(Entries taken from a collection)
========================================================================

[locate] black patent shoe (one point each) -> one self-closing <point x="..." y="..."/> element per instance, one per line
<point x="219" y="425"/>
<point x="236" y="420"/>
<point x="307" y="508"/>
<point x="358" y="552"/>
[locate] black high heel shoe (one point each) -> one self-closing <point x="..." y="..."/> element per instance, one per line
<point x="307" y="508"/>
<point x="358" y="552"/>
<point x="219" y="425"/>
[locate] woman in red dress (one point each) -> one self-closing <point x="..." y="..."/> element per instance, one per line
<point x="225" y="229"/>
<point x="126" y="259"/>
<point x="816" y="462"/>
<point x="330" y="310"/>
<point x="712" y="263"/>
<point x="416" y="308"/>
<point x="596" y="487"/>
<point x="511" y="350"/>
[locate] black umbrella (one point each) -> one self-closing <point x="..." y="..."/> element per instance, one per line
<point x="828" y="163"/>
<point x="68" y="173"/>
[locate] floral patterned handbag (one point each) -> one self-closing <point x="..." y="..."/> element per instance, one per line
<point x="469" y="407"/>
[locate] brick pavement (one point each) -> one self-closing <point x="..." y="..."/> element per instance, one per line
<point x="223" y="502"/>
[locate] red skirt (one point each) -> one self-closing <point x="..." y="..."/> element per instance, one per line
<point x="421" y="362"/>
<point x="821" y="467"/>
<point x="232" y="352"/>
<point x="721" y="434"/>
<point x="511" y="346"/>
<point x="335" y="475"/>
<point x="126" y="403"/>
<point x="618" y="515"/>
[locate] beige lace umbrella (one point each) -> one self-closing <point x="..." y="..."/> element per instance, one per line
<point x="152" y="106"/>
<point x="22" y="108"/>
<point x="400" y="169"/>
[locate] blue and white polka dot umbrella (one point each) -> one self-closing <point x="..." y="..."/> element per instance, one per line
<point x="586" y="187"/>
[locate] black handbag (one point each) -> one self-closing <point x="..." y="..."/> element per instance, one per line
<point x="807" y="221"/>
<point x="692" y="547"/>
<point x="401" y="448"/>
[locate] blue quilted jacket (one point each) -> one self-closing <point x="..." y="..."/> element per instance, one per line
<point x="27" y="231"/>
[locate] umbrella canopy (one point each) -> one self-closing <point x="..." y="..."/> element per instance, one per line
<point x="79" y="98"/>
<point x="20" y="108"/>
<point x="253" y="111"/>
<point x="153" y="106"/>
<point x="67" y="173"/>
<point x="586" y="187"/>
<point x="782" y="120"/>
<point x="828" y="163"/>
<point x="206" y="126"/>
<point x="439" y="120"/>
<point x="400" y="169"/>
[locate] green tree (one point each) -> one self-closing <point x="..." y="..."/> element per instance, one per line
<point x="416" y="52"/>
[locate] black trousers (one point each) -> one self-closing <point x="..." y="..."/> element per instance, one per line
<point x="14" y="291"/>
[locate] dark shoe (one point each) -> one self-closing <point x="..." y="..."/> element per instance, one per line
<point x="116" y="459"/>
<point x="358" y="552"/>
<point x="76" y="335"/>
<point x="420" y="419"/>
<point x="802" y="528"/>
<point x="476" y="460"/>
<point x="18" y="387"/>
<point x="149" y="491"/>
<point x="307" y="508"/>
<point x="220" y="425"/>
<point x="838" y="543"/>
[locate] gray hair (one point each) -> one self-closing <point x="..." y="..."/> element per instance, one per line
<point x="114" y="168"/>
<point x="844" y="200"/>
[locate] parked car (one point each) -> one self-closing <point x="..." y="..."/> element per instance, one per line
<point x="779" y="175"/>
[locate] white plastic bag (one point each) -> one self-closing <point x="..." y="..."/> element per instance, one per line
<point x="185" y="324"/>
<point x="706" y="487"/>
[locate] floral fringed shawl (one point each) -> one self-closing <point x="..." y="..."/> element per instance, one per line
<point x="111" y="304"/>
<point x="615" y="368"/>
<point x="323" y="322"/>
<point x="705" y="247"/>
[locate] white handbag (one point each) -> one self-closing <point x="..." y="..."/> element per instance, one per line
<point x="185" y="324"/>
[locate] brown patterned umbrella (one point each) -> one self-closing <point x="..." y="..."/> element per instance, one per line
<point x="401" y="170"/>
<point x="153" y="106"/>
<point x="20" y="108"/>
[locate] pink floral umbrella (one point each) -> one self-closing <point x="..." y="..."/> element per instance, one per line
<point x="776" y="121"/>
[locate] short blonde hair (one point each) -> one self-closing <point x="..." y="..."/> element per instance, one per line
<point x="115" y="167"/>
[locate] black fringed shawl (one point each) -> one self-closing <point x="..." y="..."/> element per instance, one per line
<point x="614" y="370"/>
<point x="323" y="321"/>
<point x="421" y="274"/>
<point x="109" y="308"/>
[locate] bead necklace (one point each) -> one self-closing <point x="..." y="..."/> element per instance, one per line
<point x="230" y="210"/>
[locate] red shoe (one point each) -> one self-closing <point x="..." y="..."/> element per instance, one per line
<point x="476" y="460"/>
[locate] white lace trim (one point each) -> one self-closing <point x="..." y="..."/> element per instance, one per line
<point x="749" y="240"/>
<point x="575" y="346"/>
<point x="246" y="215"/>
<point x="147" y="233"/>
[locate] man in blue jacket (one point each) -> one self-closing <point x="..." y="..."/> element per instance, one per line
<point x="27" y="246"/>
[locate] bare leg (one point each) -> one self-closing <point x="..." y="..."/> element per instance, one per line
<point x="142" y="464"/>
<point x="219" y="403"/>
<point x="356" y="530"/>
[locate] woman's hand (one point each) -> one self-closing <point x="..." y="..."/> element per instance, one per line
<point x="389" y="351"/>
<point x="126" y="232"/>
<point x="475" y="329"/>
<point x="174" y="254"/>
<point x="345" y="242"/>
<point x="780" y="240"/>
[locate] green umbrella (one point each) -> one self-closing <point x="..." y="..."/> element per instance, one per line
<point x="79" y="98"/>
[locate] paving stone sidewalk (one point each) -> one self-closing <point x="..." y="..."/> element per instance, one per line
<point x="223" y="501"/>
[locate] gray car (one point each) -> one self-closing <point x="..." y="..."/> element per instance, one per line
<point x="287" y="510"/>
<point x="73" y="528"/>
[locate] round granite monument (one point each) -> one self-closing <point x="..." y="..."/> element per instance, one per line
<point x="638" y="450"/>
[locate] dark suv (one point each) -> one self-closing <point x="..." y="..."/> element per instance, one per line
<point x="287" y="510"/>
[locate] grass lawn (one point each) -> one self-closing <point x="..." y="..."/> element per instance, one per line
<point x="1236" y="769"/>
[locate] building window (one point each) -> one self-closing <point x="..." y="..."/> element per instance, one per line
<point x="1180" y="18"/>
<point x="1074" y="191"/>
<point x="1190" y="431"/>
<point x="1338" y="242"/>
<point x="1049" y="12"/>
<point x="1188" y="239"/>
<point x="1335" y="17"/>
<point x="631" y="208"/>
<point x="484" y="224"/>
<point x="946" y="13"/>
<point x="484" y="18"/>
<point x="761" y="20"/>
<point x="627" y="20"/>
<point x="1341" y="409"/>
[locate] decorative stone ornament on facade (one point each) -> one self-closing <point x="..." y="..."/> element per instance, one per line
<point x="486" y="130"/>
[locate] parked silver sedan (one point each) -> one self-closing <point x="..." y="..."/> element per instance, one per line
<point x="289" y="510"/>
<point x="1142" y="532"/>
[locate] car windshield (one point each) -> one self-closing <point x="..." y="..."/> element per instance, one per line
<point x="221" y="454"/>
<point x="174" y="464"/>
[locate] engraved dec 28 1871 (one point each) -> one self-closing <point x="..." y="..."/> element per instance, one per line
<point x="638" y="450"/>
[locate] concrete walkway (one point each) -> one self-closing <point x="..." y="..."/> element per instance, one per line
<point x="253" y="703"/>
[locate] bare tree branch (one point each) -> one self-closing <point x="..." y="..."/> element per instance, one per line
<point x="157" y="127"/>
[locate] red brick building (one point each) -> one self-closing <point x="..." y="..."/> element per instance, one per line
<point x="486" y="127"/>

========================================================================

EXERCISE BRIEF
Return the line that contains "[locate] dark suv" and all lines after it, verbatim, and nothing else.

ANSWER BELOW
[locate] dark suv (one point each) -> one self-closing <point x="..." y="..."/> element per instance, one per line
<point x="287" y="510"/>
[locate] grass lawn (one point each) -> one self-closing <point x="..." y="..."/> element per instance, one per line
<point x="1236" y="769"/>
[locate] building window (one point each) -> one self-closing <point x="..." y="..."/> element per instance, one per line
<point x="1180" y="18"/>
<point x="1074" y="191"/>
<point x="1190" y="431"/>
<point x="1338" y="242"/>
<point x="1049" y="12"/>
<point x="1188" y="239"/>
<point x="1335" y="17"/>
<point x="631" y="208"/>
<point x="484" y="224"/>
<point x="946" y="13"/>
<point x="484" y="18"/>
<point x="761" y="20"/>
<point x="627" y="20"/>
<point x="1341" y="409"/>
[locate] decorative stone ornament on facade (one point each) -> one self-closing <point x="..." y="..."/> element per instance, one per line
<point x="486" y="130"/>
[locate] parked silver sedan (one point each) -> one self-closing <point x="..." y="..."/> element per instance, one per line
<point x="289" y="510"/>
<point x="1142" y="532"/>
[locate] car windshield (one point each) -> one self-closing <point x="..." y="..."/> element per instance, one per line
<point x="221" y="454"/>
<point x="174" y="464"/>
[locate] engraved dec 28 1871 (one point each) -> one self-closing <point x="..." y="..."/> element per instance, one per line
<point x="638" y="450"/>
[locate] concrete walkway (one point each) -> one self-closing <point x="..." y="..."/> element per instance, one per line
<point x="253" y="703"/>
[locate] bare tree branch (one point each) -> one self-closing <point x="..." y="..."/> element per instance, one per line
<point x="157" y="127"/>
[locate] red brick building (one point each) -> one self-closing <point x="..." y="..."/> element per instance, one per line
<point x="486" y="127"/>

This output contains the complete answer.